▶ [TEXT TO READ]
--

Re: "statsfs" API design - Greg Kroah-Hartman

kvm.vger.kernel.org archive mirror
 help / color / mirror / Atom feed

From: Greg Kroah-Hartman <gregkh@linuxfoundation.org>
To: Paolo Bonzini <pbonzini@redhat.com>
Cc: KVM list <kvm@vger.kernel.org>,
	Steven Rostedt <rostedt@goodmis.org>,
	Christian Borntraeger <borntraeger@de.ibm.com>,
	Alex Williamson <alex.williamson@redhat.com>,
	Peter Feiner <pfeiner@google.com>,
	"linux-kernel@vger.kernel.org" <linux-kernel@vger.kernel.org>,
	Linus Torvalds <torvalds@linux-foundation.org>
Subject: Re: "statsfs" API design
Date: Sat, 9 Nov 2019 16:49:52 +0100	[thread overview]
Message-ID: <20191109154952.GA1365674@kroah.com> (raw)

--

▶ [RECORD LIST]

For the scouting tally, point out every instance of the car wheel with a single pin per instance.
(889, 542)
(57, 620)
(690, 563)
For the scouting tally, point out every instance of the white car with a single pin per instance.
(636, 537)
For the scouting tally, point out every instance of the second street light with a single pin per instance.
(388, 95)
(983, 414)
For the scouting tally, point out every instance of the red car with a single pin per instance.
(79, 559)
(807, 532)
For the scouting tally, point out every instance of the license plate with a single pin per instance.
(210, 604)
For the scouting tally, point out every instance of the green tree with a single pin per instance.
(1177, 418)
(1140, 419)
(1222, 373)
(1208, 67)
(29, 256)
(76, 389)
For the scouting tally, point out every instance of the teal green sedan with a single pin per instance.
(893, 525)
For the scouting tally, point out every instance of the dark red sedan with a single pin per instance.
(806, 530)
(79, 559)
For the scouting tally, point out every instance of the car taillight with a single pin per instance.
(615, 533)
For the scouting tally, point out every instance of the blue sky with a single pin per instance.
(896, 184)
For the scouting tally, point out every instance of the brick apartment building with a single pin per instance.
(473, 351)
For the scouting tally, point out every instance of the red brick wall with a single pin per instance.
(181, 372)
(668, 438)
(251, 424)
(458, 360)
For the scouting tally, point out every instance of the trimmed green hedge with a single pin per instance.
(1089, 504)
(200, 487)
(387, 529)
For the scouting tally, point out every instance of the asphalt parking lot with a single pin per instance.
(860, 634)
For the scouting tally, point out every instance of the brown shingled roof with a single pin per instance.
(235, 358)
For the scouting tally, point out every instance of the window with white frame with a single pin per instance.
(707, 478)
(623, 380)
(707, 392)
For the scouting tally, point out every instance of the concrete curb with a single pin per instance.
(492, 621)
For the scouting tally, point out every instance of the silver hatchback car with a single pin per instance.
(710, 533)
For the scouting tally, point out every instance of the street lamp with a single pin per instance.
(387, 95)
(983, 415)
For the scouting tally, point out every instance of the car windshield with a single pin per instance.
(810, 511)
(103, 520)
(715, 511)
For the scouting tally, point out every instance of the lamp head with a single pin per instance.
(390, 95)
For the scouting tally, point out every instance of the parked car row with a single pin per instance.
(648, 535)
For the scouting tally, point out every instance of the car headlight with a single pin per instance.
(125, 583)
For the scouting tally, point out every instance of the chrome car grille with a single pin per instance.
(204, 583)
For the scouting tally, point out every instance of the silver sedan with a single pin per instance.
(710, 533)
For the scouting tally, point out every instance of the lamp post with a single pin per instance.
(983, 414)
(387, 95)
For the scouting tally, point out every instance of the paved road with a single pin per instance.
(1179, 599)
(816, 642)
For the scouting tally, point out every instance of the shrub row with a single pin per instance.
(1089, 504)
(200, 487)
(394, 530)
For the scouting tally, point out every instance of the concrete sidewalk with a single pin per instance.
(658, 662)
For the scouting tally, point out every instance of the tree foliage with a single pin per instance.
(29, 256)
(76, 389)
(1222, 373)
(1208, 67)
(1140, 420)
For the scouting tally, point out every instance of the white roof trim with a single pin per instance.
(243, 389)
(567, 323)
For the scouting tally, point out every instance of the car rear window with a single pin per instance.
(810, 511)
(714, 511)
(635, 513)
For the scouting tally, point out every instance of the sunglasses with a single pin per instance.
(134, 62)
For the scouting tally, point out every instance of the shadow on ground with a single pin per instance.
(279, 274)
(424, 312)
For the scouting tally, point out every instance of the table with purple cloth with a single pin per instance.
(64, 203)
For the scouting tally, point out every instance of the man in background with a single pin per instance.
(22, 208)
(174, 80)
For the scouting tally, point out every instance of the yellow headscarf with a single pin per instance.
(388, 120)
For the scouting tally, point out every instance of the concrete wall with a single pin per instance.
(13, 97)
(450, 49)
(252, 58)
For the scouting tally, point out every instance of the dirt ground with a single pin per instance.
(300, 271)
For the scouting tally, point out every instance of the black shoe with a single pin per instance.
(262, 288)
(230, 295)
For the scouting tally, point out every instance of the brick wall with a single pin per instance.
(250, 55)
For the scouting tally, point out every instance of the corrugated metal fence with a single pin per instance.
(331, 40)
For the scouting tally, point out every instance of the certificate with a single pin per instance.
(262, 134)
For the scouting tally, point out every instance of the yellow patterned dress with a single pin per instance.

--

▶ [GOALS]
A: Summarize the message header in two sentences.
B: Using the message header, answer each question on its own line:
(i) Who sent the message?
(ii) On what date was it sent?
(iii) What is its Message-ID?
C: Repeat the part of the message header starting at "From: Greg Kroah-Hartman" and ending at "Message-ID: <20191109154952.GA1365674@kroah.com> (raw)".
The material has no connection to the message header.

▶ [RESPONSES TO THE TASKS]
A: The message was sent by Greg Kroah-Hartman to Paolo Bonzini on Sat, 9 Nov 2019, under the subject "Re: "statsfs" API design." Copies went to the KVM list and the linux-kernel list, as well as to Steven Rostedt, Christian Borntraeger, Alex Williamson, Peter Feiner, and Linus Torvalds.

B:
(i) Greg Kroah-Hartman
(ii) Sat, 9 Nov 2019
(iii) <20191109154952.GA1365674@kroah.com>

C:
From: Greg Kroah-Hartman <gregkh@linuxfoundation.org>
To: Paolo Bonzini <pbonzini@redhat.com>
Cc: KVM list <kvm@vger.kernel.org>,
	Steven Rostedt <rostedt@goodmis.org>,
	Christian Borntraeger <borntraeger@de.ibm.com>,
	Alex Williamson <alex.williamson@redhat.com>,
	Peter Feiner <pfeiner@google.com>,
	"linux-kernel@vger.kernel.org" <linux-kernel@vger.kernel.org>,
	Linus Torvalds <torvalds@linux-foundation.org>
Subject: Re: "statsfs" API design
Date: Sat, 9 Nov 2019 16:49:52 +0100	[thread overview]
Message-ID: <20191109154952.GA1365674@kroah.com> (raw)